* WHAT THE TASK REQUIRES: An exact copy of all entries is the expected answer.

* Saved entries:
__________

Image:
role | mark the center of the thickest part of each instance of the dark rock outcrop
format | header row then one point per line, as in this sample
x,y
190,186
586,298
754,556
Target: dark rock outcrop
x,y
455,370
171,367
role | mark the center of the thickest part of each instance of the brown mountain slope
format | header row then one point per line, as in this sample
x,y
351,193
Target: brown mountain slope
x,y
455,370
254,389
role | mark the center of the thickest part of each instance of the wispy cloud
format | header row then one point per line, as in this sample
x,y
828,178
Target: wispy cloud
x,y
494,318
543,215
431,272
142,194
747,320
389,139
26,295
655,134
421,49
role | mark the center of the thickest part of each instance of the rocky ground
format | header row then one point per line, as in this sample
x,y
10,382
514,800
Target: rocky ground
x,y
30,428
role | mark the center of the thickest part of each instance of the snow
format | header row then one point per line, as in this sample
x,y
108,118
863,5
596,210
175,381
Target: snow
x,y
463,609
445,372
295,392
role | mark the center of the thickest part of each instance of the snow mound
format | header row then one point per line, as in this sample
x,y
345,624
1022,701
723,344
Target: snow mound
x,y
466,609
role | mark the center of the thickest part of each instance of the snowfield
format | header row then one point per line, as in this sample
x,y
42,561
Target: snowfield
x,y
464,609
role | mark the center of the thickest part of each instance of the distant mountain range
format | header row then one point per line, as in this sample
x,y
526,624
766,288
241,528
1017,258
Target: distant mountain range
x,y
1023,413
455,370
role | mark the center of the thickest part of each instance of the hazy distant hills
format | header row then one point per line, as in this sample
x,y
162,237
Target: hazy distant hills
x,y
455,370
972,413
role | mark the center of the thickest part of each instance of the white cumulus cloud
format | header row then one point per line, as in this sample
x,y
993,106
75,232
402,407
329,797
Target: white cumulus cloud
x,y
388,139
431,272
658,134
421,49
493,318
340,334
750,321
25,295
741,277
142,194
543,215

__________

* RESULT BELOW:
Image:
role | mark the center of the thickest part of each instance of the dark rock outcrop
format | header row then one point per line, as in this sample
x,y
190,186
586,298
754,556
Target: dark rock outcrop
x,y
455,370
171,367
role | mark the center of the thickest part of each instance of the brown mountain slope
format | header row then one point per line, as in this sample
x,y
351,193
Target: brown mountain slope
x,y
455,370
254,389
role | mark the center of the thickest part of each instance of the wispy cloud
format | header row then one point per line, as in this sample
x,y
828,178
Target: wispy cloud
x,y
494,318
543,215
431,272
142,194
747,320
389,139
26,295
655,134
421,49
role | mark the center of the thickest part of each instance of the rocky ground
format | header row then one point per line, as in this sample
x,y
10,382
514,800
Target: rocky ground
x,y
30,428
role | mark the center of the thickest part of each instance of the snow
format | header row then one point per line, as in this sample
x,y
108,118
863,5
596,210
175,381
Target: snow
x,y
463,609
445,372
295,392
role | mark the center of the thickest part of each instance of the snow mound
format | header row then one point per line, as in this sample
x,y
345,624
1022,701
723,344
Target: snow mound
x,y
466,609
role | mark the center of the thickest part of each instance of the snowfield
format | header row then one point per line, as in this sample
x,y
42,561
Target: snowfield
x,y
464,609
role | mark the center of the thickest part of each instance of the distant mountain range
format | header row then one point per line, as in this sample
x,y
526,624
766,288
241,528
1017,258
Target: distant mountain range
x,y
1023,413
455,370
role | mark the center of the thickest part of each instance of the hazy distant hills
format | header row then one point per line, as in this sample
x,y
162,237
Target: hazy distant hills
x,y
455,370
972,413
role | mark the center of the thickest part of each instance of the white cumulus cloud
format | header row then one point per line, as in this sample
x,y
993,106
75,232
402,407
329,797
Target: white cumulus cloud
x,y
388,139
431,272
658,134
421,49
493,318
340,334
750,321
25,295
741,277
142,194
543,215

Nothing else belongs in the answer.